EXERCISE DIRECTIONS: From the entries that follow, copy exactly the lines beginning at the line holding "Target: man's hand" and continuing through the line holding "Target: hand holding tablet".

(Data excerpts)
┄┄┄┄┄┄┄┄┄┄
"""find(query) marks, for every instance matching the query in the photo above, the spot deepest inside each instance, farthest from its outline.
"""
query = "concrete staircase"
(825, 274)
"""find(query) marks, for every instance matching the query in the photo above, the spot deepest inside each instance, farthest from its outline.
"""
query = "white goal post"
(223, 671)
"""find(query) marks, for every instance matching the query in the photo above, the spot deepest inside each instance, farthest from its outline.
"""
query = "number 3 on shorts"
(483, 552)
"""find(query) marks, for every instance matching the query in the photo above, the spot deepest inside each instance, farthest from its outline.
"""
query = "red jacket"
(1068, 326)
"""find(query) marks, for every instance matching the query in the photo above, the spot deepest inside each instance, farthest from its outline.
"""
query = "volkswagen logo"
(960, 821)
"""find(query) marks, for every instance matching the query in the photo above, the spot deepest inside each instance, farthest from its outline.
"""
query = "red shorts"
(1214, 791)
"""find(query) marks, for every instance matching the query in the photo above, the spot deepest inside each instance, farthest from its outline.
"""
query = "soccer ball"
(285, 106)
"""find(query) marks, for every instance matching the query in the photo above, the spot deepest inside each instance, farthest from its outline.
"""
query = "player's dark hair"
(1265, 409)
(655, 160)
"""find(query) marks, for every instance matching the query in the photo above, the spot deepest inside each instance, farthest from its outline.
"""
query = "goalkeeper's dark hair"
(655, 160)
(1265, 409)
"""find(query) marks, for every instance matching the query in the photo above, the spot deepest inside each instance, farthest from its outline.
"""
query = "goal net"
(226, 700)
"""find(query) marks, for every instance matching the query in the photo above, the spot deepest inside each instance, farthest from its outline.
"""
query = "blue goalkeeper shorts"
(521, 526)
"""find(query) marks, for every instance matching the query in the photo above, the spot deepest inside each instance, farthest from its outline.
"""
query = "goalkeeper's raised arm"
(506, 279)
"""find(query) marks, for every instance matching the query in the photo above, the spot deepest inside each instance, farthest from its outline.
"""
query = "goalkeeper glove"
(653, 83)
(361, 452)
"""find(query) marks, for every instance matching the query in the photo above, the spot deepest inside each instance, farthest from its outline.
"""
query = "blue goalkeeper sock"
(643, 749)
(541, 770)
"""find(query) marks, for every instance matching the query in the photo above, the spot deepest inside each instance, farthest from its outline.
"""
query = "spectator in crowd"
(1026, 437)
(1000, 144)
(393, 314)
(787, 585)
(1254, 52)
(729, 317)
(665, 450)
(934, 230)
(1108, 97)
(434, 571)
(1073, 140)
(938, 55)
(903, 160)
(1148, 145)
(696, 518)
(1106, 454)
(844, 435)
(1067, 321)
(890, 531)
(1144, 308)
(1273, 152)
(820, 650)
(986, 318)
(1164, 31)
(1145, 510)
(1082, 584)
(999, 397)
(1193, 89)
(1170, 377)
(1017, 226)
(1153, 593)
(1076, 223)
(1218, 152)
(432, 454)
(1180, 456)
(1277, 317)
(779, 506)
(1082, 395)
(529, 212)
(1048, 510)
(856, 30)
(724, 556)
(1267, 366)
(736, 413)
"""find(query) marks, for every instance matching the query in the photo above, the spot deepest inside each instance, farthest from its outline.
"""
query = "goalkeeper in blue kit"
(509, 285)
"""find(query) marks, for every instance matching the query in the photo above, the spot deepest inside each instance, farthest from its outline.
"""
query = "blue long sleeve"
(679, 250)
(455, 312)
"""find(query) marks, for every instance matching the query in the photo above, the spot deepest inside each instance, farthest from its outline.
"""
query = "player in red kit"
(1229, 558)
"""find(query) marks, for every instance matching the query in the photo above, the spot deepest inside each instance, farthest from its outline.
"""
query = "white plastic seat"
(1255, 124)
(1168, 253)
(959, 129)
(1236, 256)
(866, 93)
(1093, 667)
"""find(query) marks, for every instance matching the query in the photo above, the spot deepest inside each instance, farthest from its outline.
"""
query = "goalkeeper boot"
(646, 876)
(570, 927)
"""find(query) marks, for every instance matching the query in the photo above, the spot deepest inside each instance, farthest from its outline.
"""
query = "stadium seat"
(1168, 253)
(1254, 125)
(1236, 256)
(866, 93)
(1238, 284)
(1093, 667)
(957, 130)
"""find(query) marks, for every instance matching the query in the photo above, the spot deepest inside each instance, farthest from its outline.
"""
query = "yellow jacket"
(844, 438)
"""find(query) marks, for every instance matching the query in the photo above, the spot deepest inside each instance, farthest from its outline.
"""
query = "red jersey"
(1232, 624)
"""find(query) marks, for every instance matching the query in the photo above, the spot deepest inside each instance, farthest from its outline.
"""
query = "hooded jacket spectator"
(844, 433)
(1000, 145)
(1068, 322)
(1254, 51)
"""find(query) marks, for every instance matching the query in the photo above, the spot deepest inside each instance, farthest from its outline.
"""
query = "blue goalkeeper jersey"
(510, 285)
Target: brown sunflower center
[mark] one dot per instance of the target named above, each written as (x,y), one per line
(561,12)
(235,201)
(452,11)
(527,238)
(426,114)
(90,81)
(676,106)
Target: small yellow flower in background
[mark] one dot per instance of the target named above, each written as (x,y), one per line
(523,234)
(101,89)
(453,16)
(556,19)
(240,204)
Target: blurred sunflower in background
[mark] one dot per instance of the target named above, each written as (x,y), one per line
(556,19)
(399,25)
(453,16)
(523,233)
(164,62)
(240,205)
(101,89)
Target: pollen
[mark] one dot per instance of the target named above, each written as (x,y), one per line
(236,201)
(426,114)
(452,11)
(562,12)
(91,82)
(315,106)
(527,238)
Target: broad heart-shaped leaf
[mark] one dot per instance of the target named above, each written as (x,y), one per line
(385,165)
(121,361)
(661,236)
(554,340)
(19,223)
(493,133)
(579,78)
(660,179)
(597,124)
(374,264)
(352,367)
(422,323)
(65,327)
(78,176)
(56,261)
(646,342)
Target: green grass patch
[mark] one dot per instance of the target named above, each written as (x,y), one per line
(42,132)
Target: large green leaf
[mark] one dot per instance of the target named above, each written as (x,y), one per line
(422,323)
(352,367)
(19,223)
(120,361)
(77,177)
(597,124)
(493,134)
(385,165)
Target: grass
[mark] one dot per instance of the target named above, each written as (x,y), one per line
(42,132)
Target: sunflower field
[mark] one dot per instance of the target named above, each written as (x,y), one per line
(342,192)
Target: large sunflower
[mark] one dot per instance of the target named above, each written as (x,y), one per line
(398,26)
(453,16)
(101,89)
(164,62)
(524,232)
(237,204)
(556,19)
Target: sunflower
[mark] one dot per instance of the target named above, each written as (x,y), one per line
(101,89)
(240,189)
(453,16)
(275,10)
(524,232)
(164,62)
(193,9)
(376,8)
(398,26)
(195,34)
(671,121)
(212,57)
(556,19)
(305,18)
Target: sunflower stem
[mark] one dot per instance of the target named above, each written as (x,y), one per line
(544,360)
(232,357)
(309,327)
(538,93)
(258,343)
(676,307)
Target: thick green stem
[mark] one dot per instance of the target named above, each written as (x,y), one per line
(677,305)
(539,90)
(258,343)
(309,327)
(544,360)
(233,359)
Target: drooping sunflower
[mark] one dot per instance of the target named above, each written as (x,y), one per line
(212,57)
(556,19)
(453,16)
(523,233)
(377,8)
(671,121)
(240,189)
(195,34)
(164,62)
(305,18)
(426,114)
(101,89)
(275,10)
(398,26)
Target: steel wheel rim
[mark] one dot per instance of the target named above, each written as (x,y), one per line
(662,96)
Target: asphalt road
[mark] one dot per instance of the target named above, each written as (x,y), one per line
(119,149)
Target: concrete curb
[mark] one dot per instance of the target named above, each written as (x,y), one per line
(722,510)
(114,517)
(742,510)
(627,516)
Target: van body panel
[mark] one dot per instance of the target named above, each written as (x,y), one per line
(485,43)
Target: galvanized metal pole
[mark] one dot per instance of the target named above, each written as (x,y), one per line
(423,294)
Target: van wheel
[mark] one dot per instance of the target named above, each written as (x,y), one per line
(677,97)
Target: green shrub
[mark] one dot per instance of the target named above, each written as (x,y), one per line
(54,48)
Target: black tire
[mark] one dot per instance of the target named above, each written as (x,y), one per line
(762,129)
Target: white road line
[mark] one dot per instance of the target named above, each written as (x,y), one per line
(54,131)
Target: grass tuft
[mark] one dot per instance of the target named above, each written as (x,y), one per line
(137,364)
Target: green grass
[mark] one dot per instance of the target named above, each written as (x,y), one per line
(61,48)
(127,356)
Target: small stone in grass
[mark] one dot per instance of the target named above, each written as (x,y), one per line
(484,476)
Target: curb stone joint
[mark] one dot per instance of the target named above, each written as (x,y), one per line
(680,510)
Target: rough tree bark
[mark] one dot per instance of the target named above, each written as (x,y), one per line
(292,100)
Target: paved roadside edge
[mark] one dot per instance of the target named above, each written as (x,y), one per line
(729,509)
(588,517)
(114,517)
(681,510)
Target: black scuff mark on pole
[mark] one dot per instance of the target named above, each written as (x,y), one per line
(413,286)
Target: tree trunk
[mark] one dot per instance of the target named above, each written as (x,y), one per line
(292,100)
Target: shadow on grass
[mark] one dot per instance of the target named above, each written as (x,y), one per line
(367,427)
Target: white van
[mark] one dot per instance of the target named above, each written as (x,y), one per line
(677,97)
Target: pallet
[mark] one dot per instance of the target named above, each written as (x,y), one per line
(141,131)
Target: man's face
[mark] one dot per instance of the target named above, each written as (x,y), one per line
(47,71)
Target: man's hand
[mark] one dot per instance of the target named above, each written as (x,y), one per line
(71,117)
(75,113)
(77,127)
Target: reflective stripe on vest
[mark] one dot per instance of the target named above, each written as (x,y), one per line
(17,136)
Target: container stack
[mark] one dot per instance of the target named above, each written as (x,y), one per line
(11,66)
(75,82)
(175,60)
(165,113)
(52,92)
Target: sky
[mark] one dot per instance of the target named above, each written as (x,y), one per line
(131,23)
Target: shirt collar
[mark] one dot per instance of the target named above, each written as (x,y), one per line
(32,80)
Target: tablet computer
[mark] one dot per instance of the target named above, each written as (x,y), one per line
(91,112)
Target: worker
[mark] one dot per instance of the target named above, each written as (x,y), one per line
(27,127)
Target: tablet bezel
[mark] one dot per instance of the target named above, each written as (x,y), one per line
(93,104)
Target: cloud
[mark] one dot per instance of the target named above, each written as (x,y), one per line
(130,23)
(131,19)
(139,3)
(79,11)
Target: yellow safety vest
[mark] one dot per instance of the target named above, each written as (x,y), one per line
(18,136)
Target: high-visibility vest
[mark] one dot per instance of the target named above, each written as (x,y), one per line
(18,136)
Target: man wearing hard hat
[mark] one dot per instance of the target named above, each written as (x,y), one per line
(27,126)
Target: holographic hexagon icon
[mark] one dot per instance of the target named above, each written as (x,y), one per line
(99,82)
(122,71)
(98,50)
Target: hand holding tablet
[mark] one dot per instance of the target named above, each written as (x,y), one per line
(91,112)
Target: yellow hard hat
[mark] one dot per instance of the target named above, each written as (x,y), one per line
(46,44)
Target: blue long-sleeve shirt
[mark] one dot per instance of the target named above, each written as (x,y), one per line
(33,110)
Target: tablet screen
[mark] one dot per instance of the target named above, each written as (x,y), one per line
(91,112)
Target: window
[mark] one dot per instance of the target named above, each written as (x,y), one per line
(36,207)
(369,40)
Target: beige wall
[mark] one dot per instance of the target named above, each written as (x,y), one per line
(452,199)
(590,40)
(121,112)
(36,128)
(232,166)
┄┄┄┄┄┄┄┄┄┄
ANSWER TO THE EXERCISE:
Target: man's hand
[mark] one dot per instance of the target named above, each written as (x,y), one per line
(71,117)
(75,113)
(77,127)
Target: reflective stripe on vest
[mark] one dot per instance of the target named above, each written as (x,y), one per line
(17,136)
Target: container stack
[mark] one dot per instance of the target named above, each written as (x,y), one per line
(11,66)
(75,82)
(175,60)
(165,113)
(52,92)
Target: sky
[mark] one dot per instance of the target named above, each written as (x,y), one per line
(131,23)
Target: shirt collar
[mark] one dot per instance of the target named above, each written as (x,y), one per line
(32,80)
Target: tablet computer
[mark] one dot per instance of the target named above, each written as (x,y), one per line
(91,112)
Target: worker
[mark] one dot per instance of the target named above, each written as (x,y), one per line
(27,127)
Target: tablet bezel
[mark] one dot per instance of the target named above, each written as (x,y), one per line
(93,104)
Target: cloud
[mark] one dot per instance of the target named above, each written as (x,y), one per line
(130,23)
(131,19)
(139,3)
(79,11)
Target: yellow safety vest
[mark] one dot per instance of the target named above, each written as (x,y), one per line
(18,136)
Target: high-visibility vest
[mark] one dot per instance of the target named above, each written as (x,y), one per line
(18,136)
Target: man wearing hard hat
[mark] one dot per instance of the target named above, each written as (x,y), one per line
(27,126)
Target: holographic hexagon icon
[mark] one dot per instance of the target named above, each written as (x,y), one per line
(99,82)
(122,71)
(98,50)
Target: hand holding tablet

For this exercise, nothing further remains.